# DIRECTIONS FOR THIS TASK:
The "of the rubber" line through the end of the listing below is what to set down, word for word, and nothing else.

· · ·

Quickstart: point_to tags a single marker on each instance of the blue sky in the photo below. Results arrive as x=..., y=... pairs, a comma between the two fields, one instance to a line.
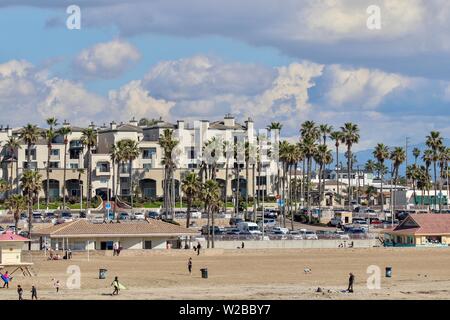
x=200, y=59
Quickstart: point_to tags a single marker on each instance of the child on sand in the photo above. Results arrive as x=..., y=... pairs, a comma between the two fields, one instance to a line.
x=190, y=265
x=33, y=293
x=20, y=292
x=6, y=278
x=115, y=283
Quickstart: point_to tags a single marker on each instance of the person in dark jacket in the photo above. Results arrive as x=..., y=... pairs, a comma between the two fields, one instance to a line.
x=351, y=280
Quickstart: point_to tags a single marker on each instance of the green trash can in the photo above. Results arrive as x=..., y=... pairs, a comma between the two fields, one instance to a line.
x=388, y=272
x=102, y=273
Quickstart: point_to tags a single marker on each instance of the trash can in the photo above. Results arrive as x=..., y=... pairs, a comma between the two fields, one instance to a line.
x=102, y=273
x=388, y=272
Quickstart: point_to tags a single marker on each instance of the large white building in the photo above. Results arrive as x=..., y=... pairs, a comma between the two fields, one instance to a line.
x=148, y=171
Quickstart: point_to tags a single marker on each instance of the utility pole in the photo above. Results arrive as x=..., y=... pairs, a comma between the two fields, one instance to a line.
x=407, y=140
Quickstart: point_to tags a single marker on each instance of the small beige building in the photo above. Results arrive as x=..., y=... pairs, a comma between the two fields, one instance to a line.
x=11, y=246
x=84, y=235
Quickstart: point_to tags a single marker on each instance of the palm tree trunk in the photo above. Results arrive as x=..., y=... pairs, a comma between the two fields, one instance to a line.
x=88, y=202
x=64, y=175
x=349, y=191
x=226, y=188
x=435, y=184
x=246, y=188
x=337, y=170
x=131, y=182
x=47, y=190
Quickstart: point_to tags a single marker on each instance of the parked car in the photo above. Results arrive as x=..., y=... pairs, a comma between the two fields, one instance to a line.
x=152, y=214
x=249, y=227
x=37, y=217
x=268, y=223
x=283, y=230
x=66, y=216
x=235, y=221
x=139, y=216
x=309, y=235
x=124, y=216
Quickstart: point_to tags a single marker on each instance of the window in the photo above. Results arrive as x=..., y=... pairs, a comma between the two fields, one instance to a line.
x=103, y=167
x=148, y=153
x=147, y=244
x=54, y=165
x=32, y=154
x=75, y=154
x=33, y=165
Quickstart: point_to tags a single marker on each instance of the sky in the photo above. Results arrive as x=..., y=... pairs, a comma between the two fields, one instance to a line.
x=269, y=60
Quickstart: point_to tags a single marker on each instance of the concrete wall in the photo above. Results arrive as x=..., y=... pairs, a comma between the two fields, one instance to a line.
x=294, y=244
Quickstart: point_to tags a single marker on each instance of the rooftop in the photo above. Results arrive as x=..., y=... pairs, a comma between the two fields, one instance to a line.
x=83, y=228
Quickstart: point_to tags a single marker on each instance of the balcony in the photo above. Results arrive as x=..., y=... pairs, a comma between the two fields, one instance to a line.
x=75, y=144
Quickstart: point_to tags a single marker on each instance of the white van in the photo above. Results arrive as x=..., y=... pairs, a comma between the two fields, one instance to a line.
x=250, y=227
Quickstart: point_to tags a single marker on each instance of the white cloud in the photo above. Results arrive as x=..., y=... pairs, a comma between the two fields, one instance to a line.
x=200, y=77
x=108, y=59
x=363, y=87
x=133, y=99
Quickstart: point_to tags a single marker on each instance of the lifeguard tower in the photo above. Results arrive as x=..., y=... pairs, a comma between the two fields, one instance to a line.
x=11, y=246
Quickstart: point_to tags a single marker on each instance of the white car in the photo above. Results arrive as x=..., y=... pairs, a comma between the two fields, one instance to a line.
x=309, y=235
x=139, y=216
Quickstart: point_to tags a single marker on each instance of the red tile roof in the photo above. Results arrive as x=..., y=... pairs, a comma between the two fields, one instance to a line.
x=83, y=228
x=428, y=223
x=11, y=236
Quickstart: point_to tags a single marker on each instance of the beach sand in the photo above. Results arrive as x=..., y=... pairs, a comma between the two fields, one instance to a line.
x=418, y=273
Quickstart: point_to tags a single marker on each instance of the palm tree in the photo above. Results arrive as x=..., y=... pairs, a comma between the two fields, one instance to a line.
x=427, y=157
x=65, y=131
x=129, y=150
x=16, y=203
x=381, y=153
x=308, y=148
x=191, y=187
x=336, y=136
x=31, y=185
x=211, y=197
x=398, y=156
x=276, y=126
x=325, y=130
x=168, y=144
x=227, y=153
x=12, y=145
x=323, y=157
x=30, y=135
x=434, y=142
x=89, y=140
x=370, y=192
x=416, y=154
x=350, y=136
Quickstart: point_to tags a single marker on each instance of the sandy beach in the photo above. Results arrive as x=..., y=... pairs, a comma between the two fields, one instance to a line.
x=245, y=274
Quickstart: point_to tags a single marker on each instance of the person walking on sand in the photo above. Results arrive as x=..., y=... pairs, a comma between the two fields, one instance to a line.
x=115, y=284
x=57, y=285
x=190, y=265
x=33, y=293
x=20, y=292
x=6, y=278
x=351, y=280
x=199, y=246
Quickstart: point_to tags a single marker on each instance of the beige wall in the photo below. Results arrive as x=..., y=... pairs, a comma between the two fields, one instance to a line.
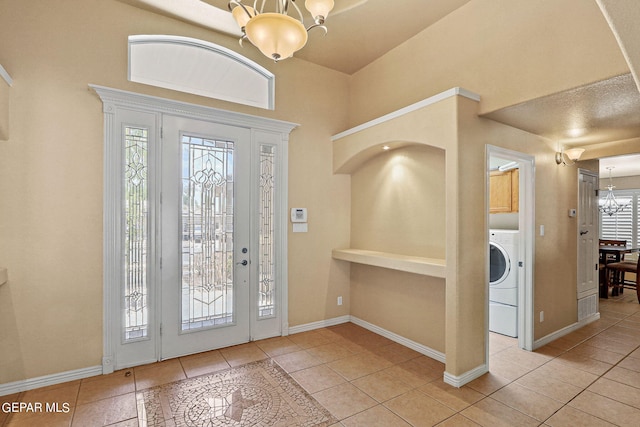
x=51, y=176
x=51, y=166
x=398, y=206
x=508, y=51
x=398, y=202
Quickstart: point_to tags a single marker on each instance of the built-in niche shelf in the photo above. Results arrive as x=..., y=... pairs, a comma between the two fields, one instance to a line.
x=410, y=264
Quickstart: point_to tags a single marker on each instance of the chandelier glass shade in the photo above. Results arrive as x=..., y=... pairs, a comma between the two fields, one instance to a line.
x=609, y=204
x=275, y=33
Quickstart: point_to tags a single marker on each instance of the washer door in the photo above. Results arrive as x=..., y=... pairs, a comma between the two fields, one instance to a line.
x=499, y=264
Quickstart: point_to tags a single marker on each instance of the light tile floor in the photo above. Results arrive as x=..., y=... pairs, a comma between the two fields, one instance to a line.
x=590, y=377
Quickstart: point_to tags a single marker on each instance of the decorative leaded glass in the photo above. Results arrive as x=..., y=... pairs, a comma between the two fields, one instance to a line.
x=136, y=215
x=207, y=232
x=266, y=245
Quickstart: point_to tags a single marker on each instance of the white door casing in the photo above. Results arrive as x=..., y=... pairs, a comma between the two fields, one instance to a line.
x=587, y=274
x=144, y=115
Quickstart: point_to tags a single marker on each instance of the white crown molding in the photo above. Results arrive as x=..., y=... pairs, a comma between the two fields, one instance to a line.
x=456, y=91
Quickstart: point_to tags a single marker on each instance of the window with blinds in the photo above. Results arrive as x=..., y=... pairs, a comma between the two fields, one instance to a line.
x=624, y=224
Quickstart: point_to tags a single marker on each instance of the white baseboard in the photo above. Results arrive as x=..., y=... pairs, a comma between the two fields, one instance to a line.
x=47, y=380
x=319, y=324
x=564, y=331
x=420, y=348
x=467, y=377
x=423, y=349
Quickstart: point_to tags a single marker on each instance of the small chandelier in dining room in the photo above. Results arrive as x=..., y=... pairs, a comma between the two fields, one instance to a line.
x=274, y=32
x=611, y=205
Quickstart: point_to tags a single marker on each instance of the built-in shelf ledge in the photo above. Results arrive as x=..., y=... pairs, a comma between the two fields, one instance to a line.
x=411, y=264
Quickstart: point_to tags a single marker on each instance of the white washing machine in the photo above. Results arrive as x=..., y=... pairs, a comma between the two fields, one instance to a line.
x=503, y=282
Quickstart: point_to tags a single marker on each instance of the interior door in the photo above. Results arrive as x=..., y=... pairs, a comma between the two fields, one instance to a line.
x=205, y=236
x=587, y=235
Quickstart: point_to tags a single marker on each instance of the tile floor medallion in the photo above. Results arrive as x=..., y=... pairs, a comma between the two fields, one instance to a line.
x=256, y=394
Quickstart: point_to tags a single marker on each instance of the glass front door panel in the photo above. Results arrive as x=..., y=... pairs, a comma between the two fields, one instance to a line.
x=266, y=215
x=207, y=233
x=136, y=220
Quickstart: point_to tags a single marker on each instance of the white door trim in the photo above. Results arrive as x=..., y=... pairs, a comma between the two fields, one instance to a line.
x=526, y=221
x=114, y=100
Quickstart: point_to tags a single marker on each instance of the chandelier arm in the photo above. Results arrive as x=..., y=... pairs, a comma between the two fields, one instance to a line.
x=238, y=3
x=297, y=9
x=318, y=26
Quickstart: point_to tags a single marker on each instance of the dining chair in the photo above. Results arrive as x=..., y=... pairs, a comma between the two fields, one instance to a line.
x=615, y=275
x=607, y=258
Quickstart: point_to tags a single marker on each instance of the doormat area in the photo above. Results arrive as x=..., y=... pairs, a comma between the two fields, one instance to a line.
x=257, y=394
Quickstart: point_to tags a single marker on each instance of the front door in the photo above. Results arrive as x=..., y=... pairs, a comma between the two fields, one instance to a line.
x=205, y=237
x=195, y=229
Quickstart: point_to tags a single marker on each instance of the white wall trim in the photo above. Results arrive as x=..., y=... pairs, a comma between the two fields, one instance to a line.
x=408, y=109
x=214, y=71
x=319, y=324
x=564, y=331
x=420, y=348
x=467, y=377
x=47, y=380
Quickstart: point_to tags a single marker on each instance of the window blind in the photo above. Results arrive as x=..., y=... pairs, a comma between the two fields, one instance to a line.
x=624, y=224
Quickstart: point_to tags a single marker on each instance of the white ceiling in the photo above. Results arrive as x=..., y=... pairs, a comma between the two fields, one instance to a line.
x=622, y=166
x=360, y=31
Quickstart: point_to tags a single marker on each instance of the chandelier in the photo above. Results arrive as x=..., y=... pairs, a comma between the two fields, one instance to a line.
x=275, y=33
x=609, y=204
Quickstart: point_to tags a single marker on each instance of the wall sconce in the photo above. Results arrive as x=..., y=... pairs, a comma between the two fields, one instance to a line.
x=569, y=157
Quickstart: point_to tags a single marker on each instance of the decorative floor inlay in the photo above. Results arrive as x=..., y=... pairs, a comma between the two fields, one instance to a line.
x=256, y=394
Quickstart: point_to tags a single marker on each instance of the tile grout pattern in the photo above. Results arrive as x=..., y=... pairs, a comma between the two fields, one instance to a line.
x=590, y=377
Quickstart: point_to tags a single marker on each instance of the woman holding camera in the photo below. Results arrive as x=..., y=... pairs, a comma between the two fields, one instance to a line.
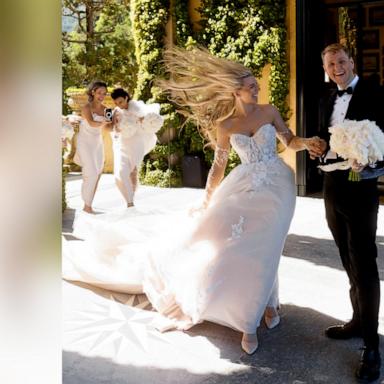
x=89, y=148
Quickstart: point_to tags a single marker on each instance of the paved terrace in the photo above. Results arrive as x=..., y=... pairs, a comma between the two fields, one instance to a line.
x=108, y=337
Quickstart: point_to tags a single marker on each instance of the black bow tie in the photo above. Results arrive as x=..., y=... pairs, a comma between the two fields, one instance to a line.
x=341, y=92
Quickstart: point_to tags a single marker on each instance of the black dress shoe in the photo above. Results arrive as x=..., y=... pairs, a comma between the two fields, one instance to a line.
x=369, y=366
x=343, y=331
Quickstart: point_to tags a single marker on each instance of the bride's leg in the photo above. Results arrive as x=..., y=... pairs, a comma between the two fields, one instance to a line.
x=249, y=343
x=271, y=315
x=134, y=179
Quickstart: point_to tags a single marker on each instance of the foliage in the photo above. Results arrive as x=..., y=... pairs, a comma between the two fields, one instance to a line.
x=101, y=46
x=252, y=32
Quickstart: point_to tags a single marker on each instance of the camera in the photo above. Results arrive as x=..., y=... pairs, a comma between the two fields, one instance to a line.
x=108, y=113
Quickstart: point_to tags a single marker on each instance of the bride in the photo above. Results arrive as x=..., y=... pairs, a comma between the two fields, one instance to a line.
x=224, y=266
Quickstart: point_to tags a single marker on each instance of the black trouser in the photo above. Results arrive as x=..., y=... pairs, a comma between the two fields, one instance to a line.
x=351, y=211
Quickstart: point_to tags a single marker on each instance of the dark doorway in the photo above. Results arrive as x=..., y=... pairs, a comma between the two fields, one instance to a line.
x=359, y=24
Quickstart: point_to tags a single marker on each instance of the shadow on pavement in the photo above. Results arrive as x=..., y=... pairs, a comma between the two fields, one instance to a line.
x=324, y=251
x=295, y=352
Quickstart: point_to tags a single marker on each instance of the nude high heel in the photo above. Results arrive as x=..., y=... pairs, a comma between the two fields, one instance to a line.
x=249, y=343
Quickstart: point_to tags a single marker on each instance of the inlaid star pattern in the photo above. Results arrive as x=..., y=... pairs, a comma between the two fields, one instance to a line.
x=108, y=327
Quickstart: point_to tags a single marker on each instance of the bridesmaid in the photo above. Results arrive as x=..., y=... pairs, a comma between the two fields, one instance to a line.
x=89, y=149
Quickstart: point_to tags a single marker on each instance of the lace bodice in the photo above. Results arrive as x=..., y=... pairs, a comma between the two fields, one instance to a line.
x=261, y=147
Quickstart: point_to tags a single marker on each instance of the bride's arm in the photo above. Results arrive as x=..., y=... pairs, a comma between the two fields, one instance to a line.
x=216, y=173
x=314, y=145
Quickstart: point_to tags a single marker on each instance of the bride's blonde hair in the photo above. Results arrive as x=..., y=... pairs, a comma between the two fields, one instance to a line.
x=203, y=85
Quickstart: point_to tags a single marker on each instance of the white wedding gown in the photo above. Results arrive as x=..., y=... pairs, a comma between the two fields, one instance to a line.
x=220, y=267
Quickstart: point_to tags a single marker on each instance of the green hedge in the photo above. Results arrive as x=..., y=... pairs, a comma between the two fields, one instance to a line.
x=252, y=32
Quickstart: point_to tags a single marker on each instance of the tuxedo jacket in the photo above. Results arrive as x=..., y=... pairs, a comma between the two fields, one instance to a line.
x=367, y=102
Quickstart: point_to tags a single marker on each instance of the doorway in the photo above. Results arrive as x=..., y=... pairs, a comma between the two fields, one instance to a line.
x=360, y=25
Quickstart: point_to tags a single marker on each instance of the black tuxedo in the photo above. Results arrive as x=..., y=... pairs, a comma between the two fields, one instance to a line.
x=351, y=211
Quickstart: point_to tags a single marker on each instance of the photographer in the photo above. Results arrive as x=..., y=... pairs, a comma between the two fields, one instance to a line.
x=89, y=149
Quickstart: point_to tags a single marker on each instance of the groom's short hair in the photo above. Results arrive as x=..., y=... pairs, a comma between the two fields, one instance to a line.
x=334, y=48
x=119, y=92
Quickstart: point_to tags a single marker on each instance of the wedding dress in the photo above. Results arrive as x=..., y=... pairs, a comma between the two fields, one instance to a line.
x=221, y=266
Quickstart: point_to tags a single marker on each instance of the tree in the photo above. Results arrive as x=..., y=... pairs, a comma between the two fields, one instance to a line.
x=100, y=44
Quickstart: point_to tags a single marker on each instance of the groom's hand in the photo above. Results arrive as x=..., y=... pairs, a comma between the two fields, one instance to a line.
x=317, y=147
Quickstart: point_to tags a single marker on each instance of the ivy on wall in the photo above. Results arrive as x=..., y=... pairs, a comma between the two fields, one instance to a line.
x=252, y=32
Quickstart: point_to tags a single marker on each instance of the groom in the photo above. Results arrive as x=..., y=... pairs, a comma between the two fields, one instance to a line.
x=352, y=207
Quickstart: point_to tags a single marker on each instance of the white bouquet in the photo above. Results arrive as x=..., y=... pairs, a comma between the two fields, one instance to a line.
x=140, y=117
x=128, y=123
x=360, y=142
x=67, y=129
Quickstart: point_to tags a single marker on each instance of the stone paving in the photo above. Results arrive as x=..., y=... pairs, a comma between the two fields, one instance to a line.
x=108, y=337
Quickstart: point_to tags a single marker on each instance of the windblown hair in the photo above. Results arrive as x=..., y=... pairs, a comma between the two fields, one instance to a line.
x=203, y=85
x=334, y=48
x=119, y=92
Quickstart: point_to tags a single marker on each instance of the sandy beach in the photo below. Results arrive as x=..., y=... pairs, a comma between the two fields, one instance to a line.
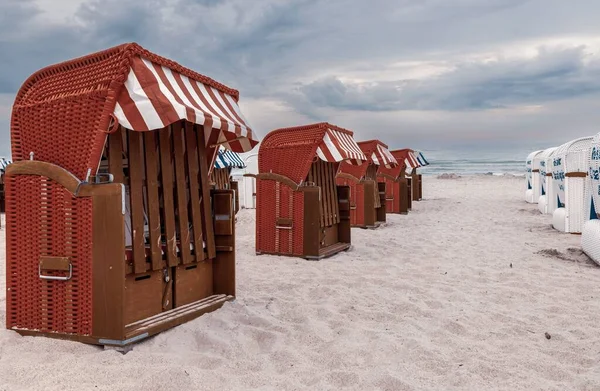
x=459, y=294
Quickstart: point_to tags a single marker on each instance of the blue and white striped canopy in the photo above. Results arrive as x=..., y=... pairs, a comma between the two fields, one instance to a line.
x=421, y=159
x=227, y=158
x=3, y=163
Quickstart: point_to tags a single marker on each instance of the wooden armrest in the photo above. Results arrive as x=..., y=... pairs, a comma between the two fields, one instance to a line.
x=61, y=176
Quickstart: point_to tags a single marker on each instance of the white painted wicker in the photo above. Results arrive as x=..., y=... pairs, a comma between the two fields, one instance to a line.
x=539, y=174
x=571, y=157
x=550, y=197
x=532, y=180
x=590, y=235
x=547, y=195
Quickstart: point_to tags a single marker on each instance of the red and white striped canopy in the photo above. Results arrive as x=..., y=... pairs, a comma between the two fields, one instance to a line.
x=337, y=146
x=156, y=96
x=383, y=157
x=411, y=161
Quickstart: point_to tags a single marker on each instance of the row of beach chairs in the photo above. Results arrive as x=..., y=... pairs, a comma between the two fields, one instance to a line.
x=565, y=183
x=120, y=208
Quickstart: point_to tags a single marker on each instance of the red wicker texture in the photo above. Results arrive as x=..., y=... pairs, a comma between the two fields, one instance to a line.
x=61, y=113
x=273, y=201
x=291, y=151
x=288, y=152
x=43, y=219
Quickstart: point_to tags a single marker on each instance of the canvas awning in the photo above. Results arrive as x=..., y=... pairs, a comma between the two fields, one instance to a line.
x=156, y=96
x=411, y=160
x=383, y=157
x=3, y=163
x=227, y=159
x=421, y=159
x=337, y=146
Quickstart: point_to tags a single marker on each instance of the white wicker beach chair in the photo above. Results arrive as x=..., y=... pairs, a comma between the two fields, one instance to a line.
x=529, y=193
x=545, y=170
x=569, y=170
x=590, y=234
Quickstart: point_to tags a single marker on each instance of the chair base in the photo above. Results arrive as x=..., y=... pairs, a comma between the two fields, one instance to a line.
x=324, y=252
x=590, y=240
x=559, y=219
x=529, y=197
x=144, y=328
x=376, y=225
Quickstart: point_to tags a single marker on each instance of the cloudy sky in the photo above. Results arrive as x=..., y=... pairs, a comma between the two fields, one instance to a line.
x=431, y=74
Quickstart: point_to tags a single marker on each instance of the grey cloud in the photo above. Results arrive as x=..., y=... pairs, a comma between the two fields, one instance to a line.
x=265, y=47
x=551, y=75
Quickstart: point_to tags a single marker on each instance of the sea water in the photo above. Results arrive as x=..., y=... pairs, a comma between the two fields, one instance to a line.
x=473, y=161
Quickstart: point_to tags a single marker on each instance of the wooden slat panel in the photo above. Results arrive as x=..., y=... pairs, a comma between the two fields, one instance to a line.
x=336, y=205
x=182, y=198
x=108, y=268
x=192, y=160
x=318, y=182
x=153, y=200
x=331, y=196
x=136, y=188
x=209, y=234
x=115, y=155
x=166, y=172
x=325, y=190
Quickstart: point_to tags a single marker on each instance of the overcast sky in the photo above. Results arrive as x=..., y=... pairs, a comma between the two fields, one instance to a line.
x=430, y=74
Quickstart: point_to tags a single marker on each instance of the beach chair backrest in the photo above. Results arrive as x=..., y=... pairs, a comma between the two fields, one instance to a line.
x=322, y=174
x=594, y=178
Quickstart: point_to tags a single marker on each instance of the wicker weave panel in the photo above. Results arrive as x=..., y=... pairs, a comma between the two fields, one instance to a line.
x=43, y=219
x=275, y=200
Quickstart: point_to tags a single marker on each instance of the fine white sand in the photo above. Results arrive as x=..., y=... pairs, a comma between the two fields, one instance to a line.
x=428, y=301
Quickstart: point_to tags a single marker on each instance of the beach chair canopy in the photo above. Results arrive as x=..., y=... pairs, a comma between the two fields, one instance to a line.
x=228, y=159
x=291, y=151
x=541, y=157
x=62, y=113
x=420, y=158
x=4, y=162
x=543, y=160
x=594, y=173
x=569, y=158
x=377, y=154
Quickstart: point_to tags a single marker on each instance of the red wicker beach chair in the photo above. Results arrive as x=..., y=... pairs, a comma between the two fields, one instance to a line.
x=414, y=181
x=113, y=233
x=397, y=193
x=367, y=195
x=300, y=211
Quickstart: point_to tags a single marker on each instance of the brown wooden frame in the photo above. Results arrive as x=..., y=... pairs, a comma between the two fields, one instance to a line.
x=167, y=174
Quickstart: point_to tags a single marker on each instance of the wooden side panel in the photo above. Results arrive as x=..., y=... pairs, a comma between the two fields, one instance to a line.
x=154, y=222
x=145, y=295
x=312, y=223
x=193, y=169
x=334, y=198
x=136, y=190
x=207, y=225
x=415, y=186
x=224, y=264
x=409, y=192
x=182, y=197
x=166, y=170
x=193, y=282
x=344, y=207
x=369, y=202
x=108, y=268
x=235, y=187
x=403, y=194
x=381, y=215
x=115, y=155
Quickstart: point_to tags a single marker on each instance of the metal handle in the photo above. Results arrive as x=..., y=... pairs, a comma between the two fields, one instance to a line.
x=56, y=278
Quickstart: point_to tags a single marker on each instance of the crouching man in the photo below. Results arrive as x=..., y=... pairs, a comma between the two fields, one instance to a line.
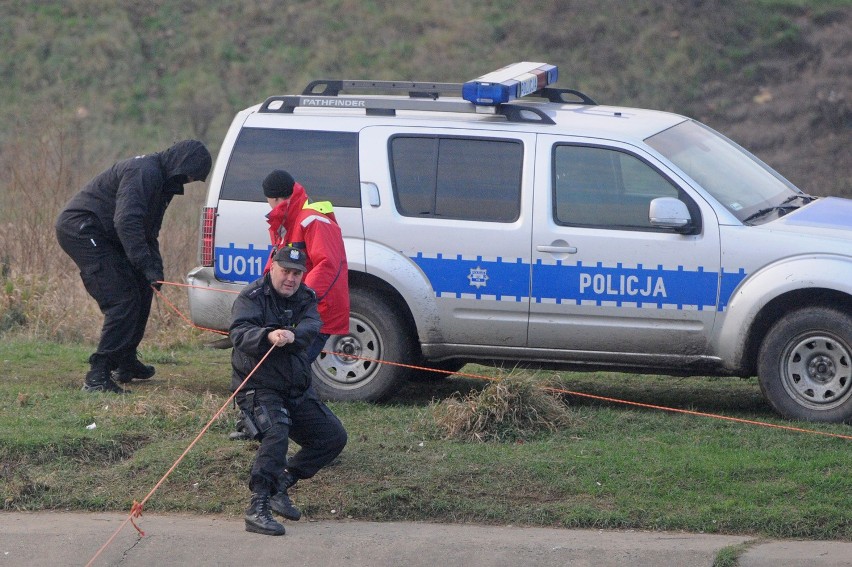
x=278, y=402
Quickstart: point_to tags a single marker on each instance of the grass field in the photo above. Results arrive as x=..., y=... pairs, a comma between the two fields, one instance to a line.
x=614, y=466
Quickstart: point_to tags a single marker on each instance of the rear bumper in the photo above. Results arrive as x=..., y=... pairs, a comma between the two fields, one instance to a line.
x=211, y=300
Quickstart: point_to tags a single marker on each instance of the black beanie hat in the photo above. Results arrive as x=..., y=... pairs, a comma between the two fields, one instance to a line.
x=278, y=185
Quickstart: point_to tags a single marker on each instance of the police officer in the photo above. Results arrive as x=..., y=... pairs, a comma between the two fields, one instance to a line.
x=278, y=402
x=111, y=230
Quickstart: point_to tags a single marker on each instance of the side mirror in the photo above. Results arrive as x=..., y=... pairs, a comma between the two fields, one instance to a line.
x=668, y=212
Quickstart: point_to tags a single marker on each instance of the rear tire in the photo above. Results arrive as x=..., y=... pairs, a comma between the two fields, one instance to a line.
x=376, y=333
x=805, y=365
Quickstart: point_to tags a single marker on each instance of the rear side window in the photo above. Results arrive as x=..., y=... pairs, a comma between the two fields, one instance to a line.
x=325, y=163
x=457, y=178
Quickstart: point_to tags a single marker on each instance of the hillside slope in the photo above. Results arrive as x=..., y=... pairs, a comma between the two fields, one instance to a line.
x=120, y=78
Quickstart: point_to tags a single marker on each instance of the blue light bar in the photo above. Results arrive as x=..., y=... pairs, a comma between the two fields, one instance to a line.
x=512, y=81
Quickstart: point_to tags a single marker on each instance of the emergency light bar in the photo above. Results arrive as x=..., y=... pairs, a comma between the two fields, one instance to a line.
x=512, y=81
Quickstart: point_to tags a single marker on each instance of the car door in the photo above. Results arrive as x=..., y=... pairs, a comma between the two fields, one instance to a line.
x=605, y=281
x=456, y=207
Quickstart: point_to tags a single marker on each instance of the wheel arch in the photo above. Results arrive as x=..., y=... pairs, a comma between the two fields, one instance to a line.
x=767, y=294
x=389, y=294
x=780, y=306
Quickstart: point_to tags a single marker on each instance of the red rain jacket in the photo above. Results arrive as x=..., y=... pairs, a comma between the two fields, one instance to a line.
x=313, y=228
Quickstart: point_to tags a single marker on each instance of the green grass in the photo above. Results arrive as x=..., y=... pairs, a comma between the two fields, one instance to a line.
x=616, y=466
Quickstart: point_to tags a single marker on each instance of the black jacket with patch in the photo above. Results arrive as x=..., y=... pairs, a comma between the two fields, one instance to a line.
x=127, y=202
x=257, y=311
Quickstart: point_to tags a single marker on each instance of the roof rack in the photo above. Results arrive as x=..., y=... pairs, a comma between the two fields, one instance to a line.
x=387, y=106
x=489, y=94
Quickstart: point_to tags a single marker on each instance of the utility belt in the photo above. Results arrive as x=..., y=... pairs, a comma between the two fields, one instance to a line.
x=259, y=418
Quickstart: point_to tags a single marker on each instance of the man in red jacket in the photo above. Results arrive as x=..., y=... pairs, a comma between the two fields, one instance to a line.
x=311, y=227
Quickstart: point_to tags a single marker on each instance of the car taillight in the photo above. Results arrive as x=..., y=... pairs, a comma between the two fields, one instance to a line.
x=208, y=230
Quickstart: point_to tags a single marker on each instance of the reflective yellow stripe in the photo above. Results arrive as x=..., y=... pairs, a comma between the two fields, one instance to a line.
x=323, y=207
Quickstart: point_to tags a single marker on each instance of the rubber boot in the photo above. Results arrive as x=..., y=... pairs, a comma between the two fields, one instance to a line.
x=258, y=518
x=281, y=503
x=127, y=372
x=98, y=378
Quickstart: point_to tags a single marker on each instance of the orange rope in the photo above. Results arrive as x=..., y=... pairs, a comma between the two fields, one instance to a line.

· · ·

# OUTPUT FOR THIS TASK:
Quickstart: point_to tags a single marker on each instance of the rubber boot in the photo above. Results arrive as x=..., y=... pairs, a comma between the two fields, one instance to a line.
x=258, y=518
x=281, y=503
x=127, y=372
x=98, y=378
Quickstart: point_to tags a single marker on each instance of the orange rope in the photo above. Results arrive as x=..., y=... pairs, a comma between the two fields, one instance to a line.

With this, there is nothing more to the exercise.